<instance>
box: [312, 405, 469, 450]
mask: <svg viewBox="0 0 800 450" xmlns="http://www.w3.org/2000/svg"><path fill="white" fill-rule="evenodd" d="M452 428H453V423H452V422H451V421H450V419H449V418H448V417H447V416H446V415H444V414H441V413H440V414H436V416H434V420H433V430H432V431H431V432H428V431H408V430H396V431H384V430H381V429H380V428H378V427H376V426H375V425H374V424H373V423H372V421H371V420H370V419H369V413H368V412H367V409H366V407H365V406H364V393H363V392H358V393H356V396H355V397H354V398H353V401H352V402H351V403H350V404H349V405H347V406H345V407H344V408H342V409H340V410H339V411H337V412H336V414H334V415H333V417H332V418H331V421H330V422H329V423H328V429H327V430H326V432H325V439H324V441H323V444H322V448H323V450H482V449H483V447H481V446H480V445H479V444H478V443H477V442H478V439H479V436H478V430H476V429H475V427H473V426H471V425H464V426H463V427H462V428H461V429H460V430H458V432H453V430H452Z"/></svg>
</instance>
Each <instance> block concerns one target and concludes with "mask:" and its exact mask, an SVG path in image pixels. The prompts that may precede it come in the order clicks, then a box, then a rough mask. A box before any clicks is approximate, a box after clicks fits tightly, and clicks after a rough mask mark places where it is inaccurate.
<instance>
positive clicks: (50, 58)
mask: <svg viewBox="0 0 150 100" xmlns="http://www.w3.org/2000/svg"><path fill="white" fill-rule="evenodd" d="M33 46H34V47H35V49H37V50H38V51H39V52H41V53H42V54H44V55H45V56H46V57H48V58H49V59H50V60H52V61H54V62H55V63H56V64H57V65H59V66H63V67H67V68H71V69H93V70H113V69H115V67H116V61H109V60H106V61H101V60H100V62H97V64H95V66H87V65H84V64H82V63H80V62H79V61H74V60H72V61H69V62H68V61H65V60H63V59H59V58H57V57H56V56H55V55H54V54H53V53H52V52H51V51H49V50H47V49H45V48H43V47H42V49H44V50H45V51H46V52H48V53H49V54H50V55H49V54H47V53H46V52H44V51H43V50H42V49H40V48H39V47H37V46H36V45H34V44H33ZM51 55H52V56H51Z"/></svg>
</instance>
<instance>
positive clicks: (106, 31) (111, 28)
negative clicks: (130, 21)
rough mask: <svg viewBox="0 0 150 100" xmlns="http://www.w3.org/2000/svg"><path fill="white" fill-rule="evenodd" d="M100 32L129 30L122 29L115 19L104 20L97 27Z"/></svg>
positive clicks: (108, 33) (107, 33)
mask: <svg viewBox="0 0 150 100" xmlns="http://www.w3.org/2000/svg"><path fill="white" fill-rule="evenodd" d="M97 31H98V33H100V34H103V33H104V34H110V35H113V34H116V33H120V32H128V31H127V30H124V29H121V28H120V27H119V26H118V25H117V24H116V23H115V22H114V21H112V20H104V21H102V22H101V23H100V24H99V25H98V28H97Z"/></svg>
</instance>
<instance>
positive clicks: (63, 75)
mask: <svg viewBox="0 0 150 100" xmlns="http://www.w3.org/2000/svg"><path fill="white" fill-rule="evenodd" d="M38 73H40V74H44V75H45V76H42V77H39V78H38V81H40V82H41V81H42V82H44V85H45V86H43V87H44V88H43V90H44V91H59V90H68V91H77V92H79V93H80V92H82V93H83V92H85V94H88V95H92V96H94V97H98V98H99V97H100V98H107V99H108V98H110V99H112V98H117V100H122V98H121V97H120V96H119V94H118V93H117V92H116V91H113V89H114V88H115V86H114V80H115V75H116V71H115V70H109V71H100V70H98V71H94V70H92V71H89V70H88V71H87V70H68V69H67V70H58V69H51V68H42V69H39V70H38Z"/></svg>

WORK TASK: Where does the string "rough" appear in the records? Copy every line that holds it.

EXERCISE ANSWER:
Each <instance> block concerns one target and concludes with "mask:" and its exact mask, an SVG path in image pixels. The prompts that may precede it come in the order clicks, then a box, then a rough mask. A box before any clicks is approximate, a box after clicks fits tightly, and clicks after a rough mask mark places where it is inaccurate.
rough mask: <svg viewBox="0 0 150 100" xmlns="http://www.w3.org/2000/svg"><path fill="white" fill-rule="evenodd" d="M100 32L129 30L122 29L115 19L104 20L97 27Z"/></svg>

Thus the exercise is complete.